╭─ Supplied material

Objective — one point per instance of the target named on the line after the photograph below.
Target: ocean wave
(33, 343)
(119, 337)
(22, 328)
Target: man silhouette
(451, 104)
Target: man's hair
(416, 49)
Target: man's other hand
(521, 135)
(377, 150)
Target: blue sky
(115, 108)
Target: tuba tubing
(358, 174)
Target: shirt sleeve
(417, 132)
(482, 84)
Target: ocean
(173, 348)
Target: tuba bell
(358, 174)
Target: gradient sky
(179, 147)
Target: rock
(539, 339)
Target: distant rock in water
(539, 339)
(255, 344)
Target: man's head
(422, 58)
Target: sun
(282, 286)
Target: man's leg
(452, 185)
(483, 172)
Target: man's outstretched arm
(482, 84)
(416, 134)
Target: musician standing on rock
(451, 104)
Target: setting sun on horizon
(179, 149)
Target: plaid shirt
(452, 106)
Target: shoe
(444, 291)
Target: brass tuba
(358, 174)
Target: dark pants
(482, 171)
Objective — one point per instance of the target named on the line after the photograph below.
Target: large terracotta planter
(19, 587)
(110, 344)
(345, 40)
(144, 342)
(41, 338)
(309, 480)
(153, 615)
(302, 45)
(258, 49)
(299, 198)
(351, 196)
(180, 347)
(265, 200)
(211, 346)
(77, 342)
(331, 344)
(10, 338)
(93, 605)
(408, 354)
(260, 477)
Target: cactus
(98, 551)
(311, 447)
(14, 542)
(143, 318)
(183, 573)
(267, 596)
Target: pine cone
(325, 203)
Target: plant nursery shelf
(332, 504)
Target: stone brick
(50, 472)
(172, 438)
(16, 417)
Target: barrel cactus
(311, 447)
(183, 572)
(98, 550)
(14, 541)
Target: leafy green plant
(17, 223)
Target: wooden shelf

╰─

Every piece of the data must be set down exactly. Omit nothing.

Objective — one point per instance of the target named on the line after the photograph below.
Target: ocean wave
(33, 343)
(119, 337)
(22, 328)
Target: man silhouette
(451, 104)
Target: man's hair
(416, 49)
Target: man's other hand
(521, 135)
(377, 150)
Target: blue sky
(115, 108)
Target: tuba tubing
(358, 174)
Target: shirt sleeve
(417, 132)
(482, 84)
Target: ocean
(173, 348)
Target: tuba bell
(358, 174)
Target: gradient sky
(179, 147)
Target: rock
(539, 339)
Target: distant rock in water
(539, 339)
(255, 344)
Target: man's head
(422, 58)
Target: sun
(282, 286)
Target: man's leg
(452, 185)
(483, 172)
Target: man's outstretched arm
(482, 84)
(416, 134)
Target: musician standing on rock
(451, 104)
Target: setting sun on horizon
(179, 149)
Target: plaid shirt
(452, 106)
Target: shoe
(444, 291)
Target: brass tuba
(358, 174)
Target: dark pants
(482, 171)
Objective — one point per instance of the target named on the line after the photograph below.
Target: large terracotta planter
(19, 587)
(110, 344)
(345, 40)
(144, 342)
(41, 338)
(309, 480)
(153, 615)
(302, 45)
(258, 49)
(299, 198)
(351, 196)
(180, 347)
(265, 200)
(211, 346)
(77, 342)
(331, 344)
(10, 338)
(93, 605)
(408, 354)
(260, 477)
Target: cactus
(98, 551)
(311, 447)
(14, 542)
(143, 318)
(183, 573)
(267, 596)
Target: pine cone
(325, 203)
Target: plant nursery shelf
(332, 504)
Target: stone brick
(50, 472)
(172, 438)
(16, 417)
Target: barrel cactus
(311, 447)
(183, 572)
(98, 550)
(14, 541)
Target: leafy green plant
(17, 223)
Target: wooden shelf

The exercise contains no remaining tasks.